_DATA RECORDS_.
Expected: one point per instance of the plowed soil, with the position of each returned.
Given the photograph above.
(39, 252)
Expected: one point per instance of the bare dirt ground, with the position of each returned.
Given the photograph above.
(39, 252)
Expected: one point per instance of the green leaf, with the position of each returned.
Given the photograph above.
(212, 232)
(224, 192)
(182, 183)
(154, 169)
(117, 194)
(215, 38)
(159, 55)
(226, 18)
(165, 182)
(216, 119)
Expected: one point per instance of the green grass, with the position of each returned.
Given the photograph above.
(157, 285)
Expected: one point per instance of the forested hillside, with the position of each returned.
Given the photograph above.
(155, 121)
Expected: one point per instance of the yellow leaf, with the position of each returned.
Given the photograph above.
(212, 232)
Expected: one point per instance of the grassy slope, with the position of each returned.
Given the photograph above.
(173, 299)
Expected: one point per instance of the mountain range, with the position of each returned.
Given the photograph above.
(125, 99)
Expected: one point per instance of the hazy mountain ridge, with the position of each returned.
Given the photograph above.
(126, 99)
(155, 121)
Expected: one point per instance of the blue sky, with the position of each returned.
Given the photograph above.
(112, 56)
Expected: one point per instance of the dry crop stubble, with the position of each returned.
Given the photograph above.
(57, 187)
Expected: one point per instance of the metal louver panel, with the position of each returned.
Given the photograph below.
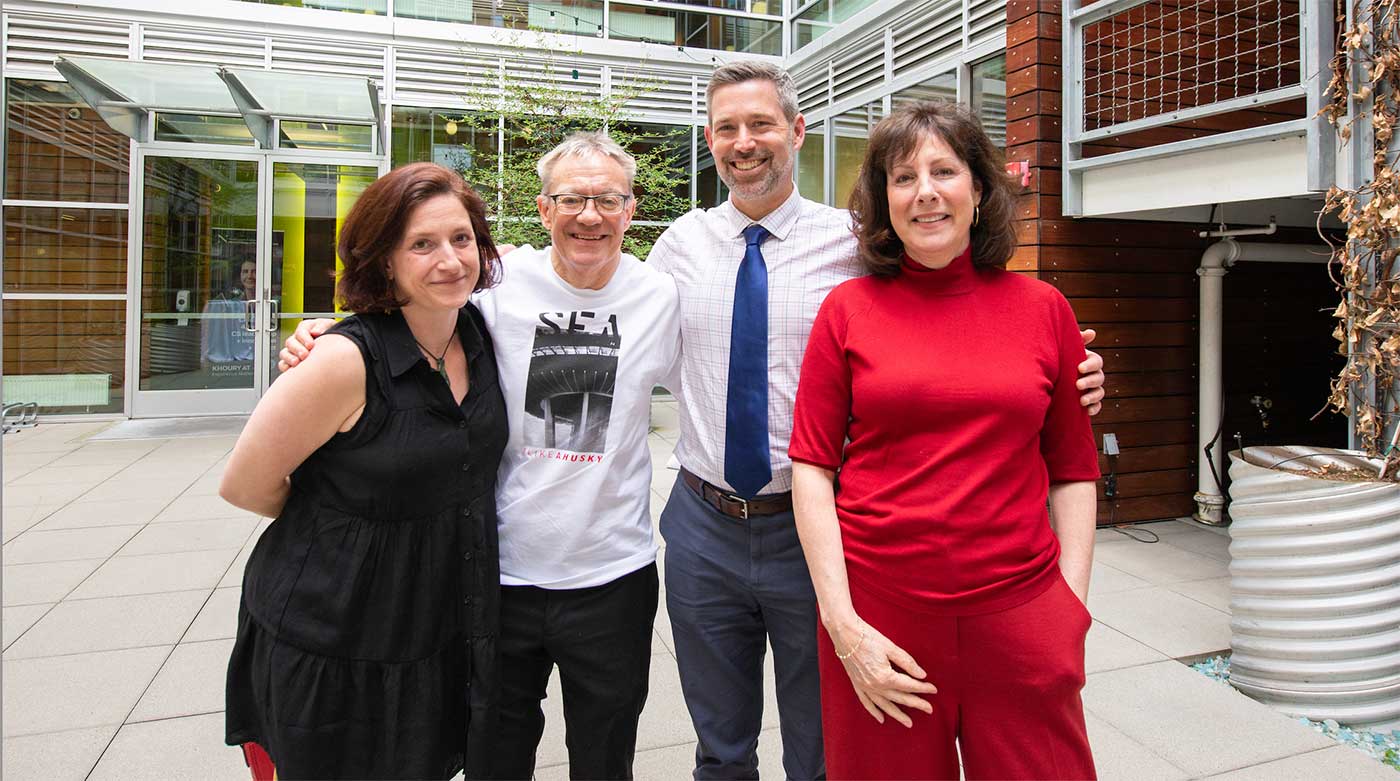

...

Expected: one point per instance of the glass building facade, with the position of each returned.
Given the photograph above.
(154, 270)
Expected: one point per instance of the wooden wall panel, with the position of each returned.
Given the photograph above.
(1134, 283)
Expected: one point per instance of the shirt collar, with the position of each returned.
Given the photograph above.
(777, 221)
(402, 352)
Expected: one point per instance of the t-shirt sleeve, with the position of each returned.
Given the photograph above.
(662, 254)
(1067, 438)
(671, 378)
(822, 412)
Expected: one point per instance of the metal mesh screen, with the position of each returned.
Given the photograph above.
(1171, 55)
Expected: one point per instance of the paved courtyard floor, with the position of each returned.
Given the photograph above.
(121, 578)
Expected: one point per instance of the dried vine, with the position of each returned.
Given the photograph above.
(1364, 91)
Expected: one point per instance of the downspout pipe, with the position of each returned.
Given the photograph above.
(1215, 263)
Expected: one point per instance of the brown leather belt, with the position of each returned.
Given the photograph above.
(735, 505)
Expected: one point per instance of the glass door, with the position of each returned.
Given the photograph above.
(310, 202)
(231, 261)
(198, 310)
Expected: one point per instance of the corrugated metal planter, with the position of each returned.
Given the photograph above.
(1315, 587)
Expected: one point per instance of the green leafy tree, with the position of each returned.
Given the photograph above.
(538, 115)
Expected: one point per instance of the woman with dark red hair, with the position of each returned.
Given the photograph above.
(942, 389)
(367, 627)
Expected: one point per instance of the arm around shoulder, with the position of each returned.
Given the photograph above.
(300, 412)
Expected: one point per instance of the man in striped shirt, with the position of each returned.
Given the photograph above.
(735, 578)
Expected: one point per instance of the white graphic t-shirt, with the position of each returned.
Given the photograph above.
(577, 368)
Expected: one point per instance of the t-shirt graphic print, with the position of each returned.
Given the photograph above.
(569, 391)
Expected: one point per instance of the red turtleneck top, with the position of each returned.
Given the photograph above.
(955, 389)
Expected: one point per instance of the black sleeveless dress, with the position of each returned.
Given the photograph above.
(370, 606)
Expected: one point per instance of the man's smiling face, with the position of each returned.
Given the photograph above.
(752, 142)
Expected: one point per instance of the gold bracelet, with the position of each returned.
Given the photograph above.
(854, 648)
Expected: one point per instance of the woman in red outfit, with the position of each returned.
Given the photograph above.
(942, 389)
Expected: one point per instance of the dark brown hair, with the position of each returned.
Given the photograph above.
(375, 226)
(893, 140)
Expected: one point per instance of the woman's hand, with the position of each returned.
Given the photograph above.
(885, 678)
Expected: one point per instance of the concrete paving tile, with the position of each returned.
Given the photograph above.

---

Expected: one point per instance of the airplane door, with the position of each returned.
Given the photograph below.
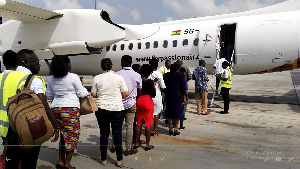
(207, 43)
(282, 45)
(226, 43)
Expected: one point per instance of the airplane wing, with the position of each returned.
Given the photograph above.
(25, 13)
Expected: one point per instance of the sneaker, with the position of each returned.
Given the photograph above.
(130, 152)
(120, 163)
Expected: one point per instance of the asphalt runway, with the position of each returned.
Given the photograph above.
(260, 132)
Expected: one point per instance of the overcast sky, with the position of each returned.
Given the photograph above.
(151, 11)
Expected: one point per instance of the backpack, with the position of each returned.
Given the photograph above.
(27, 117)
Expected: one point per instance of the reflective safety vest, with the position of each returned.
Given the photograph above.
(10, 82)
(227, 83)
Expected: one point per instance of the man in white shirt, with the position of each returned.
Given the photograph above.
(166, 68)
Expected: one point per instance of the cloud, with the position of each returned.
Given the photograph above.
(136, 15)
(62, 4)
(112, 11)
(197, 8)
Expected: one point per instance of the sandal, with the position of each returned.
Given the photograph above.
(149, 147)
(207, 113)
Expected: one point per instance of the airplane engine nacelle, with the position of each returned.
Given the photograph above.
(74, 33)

_TASK DESCRIPTION_.
Return each line of the data where the word "panel" appears.

_RESPONSE BELOW_.
Expected: one point per instance of the metal louver panel, with the position of each returned.
Expected: one point per instance of the wooden wall panel, with the position of each returned.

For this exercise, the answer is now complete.